Task instructions
Copy the records. Keep every line exactly as it is.

### Supplied material

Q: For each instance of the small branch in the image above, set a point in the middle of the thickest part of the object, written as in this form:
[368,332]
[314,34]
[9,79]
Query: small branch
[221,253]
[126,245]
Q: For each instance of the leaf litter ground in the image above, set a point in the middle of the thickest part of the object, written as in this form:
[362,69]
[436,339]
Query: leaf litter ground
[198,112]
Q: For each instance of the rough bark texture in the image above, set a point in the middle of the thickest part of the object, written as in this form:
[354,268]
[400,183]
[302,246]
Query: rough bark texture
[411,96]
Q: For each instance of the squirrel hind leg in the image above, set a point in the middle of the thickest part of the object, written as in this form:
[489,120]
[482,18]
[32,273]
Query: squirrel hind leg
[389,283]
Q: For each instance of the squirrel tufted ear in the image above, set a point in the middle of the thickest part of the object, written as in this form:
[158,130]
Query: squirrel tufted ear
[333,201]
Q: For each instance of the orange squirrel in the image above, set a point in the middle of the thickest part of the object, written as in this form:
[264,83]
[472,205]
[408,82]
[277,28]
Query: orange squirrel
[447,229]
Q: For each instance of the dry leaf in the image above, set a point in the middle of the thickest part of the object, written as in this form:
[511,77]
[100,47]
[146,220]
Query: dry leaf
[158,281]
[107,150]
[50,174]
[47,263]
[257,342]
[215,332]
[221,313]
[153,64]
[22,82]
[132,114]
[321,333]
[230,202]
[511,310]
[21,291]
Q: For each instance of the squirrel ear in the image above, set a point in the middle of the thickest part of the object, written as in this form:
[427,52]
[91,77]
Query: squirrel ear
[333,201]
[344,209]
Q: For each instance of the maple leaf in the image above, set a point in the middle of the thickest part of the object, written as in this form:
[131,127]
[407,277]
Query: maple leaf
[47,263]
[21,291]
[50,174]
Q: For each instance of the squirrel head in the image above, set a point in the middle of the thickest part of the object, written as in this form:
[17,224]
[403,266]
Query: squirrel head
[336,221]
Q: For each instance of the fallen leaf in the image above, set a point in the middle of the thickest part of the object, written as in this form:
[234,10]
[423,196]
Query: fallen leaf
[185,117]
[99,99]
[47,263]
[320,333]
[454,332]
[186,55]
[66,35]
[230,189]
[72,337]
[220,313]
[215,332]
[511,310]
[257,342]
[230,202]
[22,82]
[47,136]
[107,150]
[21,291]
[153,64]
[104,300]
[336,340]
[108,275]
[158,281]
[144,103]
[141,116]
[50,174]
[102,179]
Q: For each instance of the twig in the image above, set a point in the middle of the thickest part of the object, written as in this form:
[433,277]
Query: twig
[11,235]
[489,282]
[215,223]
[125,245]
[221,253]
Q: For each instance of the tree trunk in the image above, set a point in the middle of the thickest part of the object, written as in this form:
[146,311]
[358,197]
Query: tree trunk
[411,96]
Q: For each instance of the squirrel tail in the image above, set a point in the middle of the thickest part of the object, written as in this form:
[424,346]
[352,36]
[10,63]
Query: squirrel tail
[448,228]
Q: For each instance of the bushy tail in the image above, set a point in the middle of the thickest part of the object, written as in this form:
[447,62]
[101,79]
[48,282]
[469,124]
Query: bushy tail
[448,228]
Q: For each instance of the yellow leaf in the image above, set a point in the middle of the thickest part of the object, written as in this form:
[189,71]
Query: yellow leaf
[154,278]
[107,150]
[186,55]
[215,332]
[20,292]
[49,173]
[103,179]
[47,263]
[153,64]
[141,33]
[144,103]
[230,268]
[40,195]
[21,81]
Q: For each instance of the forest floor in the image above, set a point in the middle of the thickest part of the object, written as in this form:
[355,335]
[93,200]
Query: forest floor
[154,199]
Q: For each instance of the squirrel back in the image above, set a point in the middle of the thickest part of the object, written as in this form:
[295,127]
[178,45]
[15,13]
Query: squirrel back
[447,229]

######

Solution for this task
Q: For each instance of the small branch in the image above, set a point in the middle of the thickest part of the object, written as in this form:
[368,332]
[314,34]
[9,79]
Query: small branch
[221,253]
[126,245]
Q: For each instance of the leaf litter ground in the image above, set a point in the middle of the thickest part of the object, written as in this form:
[362,69]
[436,339]
Query: leaf litter ground
[198,112]
Q: For each instance of the rough bark texture in the image above, set a point in the middle of the thickest part of the object, written as in this form:
[354,268]
[400,183]
[302,246]
Query: rough bark texture
[411,96]
Q: For each instance of the squirrel hind leg in the image above, set a point in the middle of the thickest part of the object, written as in this form:
[489,120]
[482,18]
[32,273]
Query: squirrel hind leg
[389,283]
Q: For each instance of the squirrel tufted ear in the image above, set a point in the middle of the thickest part of the object, written as in this form:
[158,130]
Query: squirrel tufted ear
[333,201]
Q: For each instance of the orange squirrel in the image above, set a point in the middle of the thickest part of the object, written as in this form:
[264,83]
[472,205]
[408,82]
[277,28]
Query: orange squirrel
[447,229]
Q: For each instance of the dry leaf in the image above, set a point in the middle of the thickest part of the object, written as in this form:
[511,77]
[100,47]
[146,220]
Query: dry leaf
[158,281]
[107,150]
[50,174]
[47,263]
[257,342]
[215,332]
[221,313]
[153,64]
[22,82]
[132,114]
[321,333]
[230,202]
[511,310]
[21,291]
Q: For each instance of the squirrel ear in the image above, set a point in the middle of the thickest part of the object, written as in this form:
[427,52]
[91,77]
Query: squirrel ear
[333,201]
[344,209]
Q: For each instance of the maple leaf in the image above, set a point in the middle of the thickest part of the object, written as in this form:
[131,127]
[407,277]
Query: maple leaf
[47,263]
[21,291]
[50,174]
Q: For each instance of the squirrel head in the image above, set a point in the middle of the thickest part of the object, written as in this form:
[17,224]
[403,266]
Query: squirrel head
[336,221]
Q: For each instance of the fallen leaf in the image above, set a point in the middle of the thickest part of the object, written as in this form:
[234,10]
[423,196]
Query: fallen leaf
[185,117]
[99,99]
[47,263]
[320,333]
[454,332]
[186,55]
[66,35]
[230,189]
[72,337]
[220,313]
[215,332]
[511,310]
[257,342]
[230,202]
[22,82]
[47,136]
[107,150]
[21,291]
[153,64]
[104,300]
[336,340]
[108,275]
[158,281]
[144,103]
[141,116]
[50,174]
[102,179]
Q: For each instance of the twig in the image above, set a point in the middle of the thickest part of the object, written as in this form:
[433,277]
Query: twig
[11,235]
[489,282]
[215,223]
[125,245]
[221,253]
Q: For each instance of the tree trunk in the image above, set a point in the middle of the thickest part of the object, written as in this form:
[146,311]
[358,197]
Query: tree trunk
[411,96]
Q: For each instance of the squirrel tail in the image above, set a point in the middle of the thickest part of the object, written as in this form:
[424,346]
[352,36]
[10,63]
Query: squirrel tail
[448,228]
Q: For each instance of the bushy tail in the image above, set a point in the middle of the thickest part of the object, written as in this form:
[447,62]
[101,79]
[48,282]
[469,124]
Query: bushy tail
[448,228]
Q: For each instance of the yellow leaf in the image above, set a point in the middle of the thickest part of the object, written as in this form:
[189,71]
Query: yellow leaf
[154,278]
[107,150]
[186,55]
[215,332]
[20,292]
[49,173]
[103,179]
[47,263]
[153,64]
[141,33]
[144,103]
[230,268]
[40,195]
[21,81]
Q: For each instance of the forest floor in the image above, set a point in the middle of the thickest part of the object, written as in this form:
[355,335]
[93,200]
Query: forest floor
[154,199]
Q: For each instance of the squirrel back in the image above, set a point in the middle of the thickest part of the object, written as in this form:
[295,127]
[178,45]
[15,13]
Query: squirrel back
[447,229]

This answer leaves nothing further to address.